§ **Task details**
Copy the lines of the entries below word for word, from the line with "[segment] magenta flower" to the line with "POLYGON ((282 341, 276", both included.

Segmentation labeling items
——

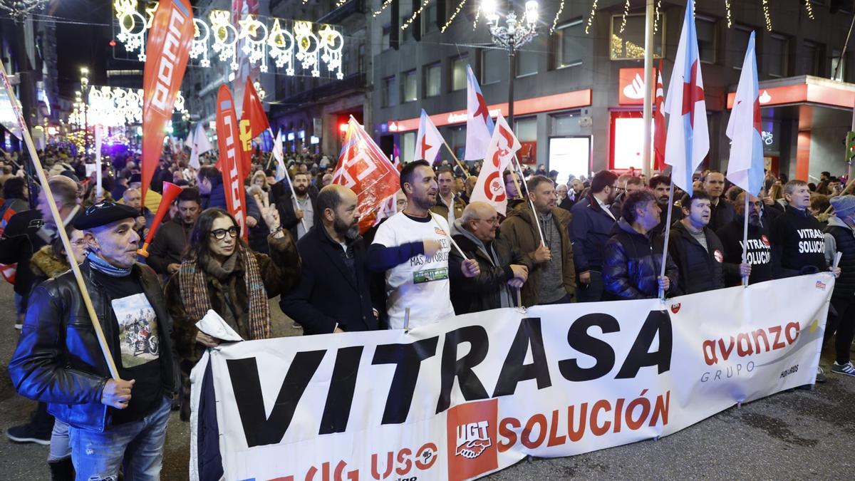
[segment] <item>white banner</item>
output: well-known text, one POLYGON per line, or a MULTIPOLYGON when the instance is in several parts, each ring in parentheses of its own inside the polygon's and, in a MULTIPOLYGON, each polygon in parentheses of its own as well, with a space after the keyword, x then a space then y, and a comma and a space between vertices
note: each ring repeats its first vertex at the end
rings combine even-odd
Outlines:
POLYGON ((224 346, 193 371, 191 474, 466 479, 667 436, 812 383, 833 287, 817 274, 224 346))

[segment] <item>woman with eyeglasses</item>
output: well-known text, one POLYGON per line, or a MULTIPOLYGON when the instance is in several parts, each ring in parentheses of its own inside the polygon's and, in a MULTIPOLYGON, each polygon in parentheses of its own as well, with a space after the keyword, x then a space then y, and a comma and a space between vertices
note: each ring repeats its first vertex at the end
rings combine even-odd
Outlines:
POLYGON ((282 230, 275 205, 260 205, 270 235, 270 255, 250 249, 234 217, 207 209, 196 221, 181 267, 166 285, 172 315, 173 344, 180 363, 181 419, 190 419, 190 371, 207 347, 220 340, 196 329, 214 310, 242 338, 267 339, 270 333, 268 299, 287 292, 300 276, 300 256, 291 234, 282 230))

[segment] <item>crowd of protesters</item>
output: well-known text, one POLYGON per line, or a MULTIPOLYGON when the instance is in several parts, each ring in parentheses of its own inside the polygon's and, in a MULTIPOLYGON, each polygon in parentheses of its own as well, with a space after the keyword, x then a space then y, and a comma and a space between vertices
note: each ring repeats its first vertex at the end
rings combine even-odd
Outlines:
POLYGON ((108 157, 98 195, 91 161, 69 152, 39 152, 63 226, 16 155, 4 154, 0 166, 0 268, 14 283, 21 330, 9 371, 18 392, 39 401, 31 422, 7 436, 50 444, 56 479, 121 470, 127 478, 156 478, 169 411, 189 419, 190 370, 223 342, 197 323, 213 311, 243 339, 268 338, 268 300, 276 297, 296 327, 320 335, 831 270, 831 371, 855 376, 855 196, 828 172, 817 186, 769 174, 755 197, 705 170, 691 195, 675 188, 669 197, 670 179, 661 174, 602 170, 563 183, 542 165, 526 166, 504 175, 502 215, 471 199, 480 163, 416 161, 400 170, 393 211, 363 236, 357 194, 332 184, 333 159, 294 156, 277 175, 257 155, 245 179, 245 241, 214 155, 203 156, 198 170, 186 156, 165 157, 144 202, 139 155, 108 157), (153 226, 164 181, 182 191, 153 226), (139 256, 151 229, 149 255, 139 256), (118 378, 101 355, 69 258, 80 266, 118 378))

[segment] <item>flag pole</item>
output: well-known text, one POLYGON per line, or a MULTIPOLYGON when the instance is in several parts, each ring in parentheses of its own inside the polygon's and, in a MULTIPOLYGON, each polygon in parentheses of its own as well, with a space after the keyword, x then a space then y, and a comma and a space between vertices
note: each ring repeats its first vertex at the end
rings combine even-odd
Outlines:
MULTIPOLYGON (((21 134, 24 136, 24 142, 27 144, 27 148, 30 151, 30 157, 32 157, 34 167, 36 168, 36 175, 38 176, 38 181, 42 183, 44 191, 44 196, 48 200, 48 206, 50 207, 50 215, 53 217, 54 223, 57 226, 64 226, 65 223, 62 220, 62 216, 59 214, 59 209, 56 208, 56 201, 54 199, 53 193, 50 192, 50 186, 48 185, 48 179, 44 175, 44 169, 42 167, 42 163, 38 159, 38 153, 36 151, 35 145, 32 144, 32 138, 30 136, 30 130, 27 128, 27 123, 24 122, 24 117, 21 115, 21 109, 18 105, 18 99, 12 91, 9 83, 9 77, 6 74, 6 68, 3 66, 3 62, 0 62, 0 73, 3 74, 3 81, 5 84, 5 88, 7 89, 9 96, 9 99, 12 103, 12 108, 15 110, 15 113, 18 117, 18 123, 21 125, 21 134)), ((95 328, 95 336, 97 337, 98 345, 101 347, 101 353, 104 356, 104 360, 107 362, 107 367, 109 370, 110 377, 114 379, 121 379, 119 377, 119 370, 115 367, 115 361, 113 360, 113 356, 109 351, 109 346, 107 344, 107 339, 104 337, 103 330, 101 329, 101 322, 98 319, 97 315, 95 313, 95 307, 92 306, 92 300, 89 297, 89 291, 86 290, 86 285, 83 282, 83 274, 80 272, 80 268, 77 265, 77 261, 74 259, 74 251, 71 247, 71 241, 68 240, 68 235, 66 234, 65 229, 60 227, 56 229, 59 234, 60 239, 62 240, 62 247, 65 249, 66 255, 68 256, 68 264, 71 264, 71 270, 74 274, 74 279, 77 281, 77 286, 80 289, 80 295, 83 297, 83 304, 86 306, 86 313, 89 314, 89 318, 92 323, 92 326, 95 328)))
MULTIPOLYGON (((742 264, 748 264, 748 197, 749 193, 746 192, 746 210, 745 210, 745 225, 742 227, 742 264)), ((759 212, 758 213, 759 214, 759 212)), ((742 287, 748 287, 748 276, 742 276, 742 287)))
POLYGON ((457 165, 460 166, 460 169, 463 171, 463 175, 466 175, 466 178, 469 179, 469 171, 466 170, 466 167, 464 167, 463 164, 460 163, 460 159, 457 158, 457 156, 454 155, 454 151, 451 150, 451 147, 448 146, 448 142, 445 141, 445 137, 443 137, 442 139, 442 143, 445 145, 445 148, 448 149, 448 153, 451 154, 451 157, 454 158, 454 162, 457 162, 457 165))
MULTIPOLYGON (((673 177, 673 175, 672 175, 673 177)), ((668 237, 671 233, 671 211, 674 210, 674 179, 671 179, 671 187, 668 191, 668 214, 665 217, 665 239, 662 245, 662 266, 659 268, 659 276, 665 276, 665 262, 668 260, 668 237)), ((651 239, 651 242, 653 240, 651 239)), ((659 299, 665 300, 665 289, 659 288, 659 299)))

——

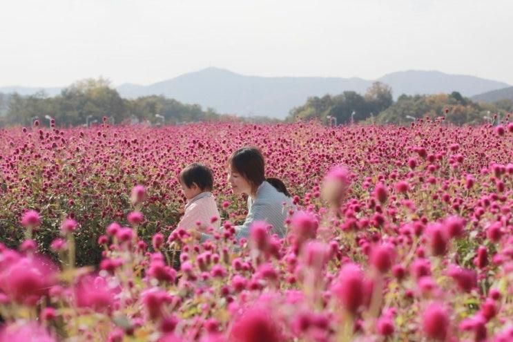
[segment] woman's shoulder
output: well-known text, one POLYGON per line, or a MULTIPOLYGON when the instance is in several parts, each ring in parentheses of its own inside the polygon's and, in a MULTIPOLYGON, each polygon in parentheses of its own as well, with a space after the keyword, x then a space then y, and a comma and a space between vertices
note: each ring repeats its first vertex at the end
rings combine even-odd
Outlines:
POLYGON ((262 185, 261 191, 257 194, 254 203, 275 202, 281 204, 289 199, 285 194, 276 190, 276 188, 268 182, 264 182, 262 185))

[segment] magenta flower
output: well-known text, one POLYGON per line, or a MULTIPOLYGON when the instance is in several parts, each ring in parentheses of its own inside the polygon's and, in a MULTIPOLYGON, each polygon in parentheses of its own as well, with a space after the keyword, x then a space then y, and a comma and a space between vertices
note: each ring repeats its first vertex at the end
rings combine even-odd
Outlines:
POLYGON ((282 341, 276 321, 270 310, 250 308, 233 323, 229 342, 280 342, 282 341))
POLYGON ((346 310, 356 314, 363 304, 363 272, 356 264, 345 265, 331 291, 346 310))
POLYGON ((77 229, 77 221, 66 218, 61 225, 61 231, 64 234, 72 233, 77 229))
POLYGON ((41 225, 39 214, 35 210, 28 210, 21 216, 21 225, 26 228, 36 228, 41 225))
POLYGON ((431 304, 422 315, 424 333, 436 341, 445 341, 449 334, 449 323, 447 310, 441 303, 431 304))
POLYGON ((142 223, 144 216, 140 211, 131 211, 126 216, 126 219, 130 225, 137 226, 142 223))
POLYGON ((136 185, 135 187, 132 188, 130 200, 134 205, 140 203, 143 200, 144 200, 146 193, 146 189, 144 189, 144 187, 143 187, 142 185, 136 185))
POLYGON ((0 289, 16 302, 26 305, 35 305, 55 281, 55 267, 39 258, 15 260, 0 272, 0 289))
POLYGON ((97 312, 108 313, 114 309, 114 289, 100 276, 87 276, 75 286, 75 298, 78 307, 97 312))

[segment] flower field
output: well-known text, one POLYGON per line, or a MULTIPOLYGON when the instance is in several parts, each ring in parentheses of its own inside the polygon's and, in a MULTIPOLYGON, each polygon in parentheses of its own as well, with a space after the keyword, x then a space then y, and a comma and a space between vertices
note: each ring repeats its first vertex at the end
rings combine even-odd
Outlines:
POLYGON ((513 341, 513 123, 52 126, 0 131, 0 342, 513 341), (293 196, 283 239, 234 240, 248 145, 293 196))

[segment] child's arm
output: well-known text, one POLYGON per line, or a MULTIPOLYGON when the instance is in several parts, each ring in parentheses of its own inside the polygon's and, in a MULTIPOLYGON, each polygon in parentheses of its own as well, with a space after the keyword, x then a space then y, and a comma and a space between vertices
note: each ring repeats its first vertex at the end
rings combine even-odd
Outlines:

——

§ **Task solution**
[segment] magenta flower
output: well-known text, one POLYGON per line, or a MULTIPOLYGON when the instance is in several parts, each ring in parentheses of its own inside the polygon's and, in a MULTIPOLYGON, each polygon in parentheses of its own as well, with a space after the keyword, x then a space then y, and a comma and a space between vertices
note: each ring repeats its first vertex at the end
rings combine even-odd
Outlines:
POLYGON ((282 341, 276 321, 270 310, 250 308, 233 323, 229 342, 280 342, 282 341))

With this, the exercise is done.